- _Travail à faire_:
#1 Mettez en tableau Markdown les lignes de données, de celle qui contient « [mark] hedge row » jusqu'à la dernière ligne de données, toutes deux comprises, sans les lignes vides. Utilisez une colonne « N° » pour le numéro et une colonne « Ligne » pour le texte de chaque ligne.
#2 Reprenez l'entretien sur les photographies de Marseille et poursuivez-le après sa dernière phrase.

- _Texte retenu_:
------------------------------------------------

On se représente souvent la belle Marseille comme une ville épuisante, anarchique, populaire, populeuse, dure pour les moins nantis obligés de compenser par des stratégies outrées de visibilité le manque de considération accordé par la lointaine capitale.
Avec Marseille précisément (Le Bec en l’air, 2016), Jacques Filiu déjoue les clichés, rendant compte d’un grand calme régnant sur la ville, et d’un ordre supérieur déterminant les destinées.
Il faut regarder avec attention cet ouvrage anti-spectaculaire invitant par la contemplation des détails à la méditation.
La rigueur topographique conduit ici, où l’apparente banalité est le gage d’un trésor, à la libération d’une puissance fictionnelle insoupçonnée des situations et architectures représentées.
Si la mélancolie propre aux peintures d’Edward Hopper n’est pas sans informer le regard de Jacques Filiu, celui-ci s’inscrit dans une tradition photographique accordant à la géométrisation des espaces et à la poétique du vide une place prépondérante.
Découverte d’une œuvre tout entière dédiée à Marseille, et habitée par la passion de l’infini.

Dans votre monographie, Marseille précisément (Le Bec en l’air), l’adverbe de votre titre ne dit-il pas toute votre raison esthétique, pour que, peut-être, la cité phocéenne cesse d’être associée de façon automatique au capharnaüm et au brouillage des repères ?
Je ne cherche pas particulièrement à montrer un Marseille ordonné. Mon regard fait que quel que soit le paysage que je photographie, j’y introduis de l’ordre.
La précision géométrique des images en clarifie la perception. Elle vient essayer de pallier en partie à l’incomplétude du témoignage géographique.
Bien sûr, certains quartiers, certains moments, sont plus chaotiques, agités, ou impénétrables que d’autres.
Mon parcours dans divers endroits de la ville, pour essayer d’en dresser un portrait géographiquement large et exact, aura les limites qui sont les miennes, celles d’un promeneur, d’un spectateur du quotidien, qui a son histoire, sa culture.
En résumé, j’essaye de voir et de témoigner, à mon échelle.
Votre livre date de 2016. Rajouteriez-vous aujourd’hui des images ?
Oui. Je poursuis mes promenades en élargissant le périmètre des quartiers que je visite. D’autres aspects de Marseille viendraient le compléter.

------------------------------------------------

- _Données de travail_:
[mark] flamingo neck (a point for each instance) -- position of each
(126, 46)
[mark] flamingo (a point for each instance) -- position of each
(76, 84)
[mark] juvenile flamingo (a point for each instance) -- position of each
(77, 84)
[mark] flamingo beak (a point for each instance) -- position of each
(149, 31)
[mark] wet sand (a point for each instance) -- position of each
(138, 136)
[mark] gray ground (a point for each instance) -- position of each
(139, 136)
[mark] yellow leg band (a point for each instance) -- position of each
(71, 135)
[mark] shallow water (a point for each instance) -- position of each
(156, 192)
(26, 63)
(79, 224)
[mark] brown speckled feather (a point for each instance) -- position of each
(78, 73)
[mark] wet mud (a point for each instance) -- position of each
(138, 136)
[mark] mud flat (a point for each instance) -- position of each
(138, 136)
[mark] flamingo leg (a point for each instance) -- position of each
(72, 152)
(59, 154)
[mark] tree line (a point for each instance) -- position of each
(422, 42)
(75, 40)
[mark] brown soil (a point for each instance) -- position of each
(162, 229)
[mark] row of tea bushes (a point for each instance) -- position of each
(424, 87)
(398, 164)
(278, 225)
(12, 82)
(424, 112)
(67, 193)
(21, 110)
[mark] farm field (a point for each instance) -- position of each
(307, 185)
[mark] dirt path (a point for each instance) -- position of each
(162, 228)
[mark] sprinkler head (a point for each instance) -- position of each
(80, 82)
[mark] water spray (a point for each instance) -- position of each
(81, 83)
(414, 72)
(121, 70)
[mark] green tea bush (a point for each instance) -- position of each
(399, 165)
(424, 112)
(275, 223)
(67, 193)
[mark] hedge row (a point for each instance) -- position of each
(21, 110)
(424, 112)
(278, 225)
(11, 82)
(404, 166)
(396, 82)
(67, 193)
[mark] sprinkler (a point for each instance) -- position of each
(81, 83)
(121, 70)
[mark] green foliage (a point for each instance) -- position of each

------------------------------------------------

- _Résultats successifs_:
#1
| N° | Ligne |
|---|---|
| 1 | [mark] hedge row (a point for each instance) -- position of each |
| 2 | (21, 110) |
| 3 | (424, 112) |
| 4 | (278, 225) |
| 5 | (11, 82) |
| 6 | (404, 166) |
| 7 | (396, 82) |
| 8 | (67, 193) |
| 9 | [mark] sprinkler (a point for each instance) -- position of each |
| 10 | (81, 83) |
| 11 | (121, 70) |
| 12 | [mark] green foliage (a point for each instance) -- position of each |

#2
Avez-vous cherché à rendre compte de l’âme d’une ville ayant subi ces dix dernières années d’importantes transformations ?
Marseille a plusieurs âmes, celles de ses quartiers.
Certains ont changé, changeront d’âme.
Ce sont ceux qui sont en plein bouleversement urbanistique, là même où ils quittent une ancienne destination industrielle pour devenir un assemblage d’immeubles d’habitations, là même où, villages autrefois entourés de champs de maraichers, ils se trouvent reliés directement à une zone industrielle en contact avec le reste de la ville.
D’autres restent immobiles, leur âme est constante.
Sur le moyen terme – environ dix ans – mon travail peut rendre compte de la modification de ces lieux.
Je ne peux transmettre que des morceaux d’âme nés de morceaux d’espace et de temps.
Globalement, comment pourrais-je rendre compte de l’âme de cette ville ?

Le choix d’images de moyen format sur la page ne procède-t-elle pas d’une volonté anti-spectaculaire, afin d’obliger le regard du spectateur à faire le point et questionner les détails ?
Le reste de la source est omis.